**ABOUT THIS EXERCISE:**
Please print all of the records shown below, exactly as given.

**Point localization data:**
━━━━━━━━━━━━━━━━━━━━

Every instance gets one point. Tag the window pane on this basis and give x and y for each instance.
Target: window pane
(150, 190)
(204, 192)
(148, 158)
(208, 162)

━━━━━━━━━━━━━━━━━━━━

**ANSWER TO THE EXERCISE:**
Every instance gets one point. Tag the window pane on this basis and give x and y for each instance.
Target: window pane
(150, 190)
(204, 192)
(148, 158)
(208, 162)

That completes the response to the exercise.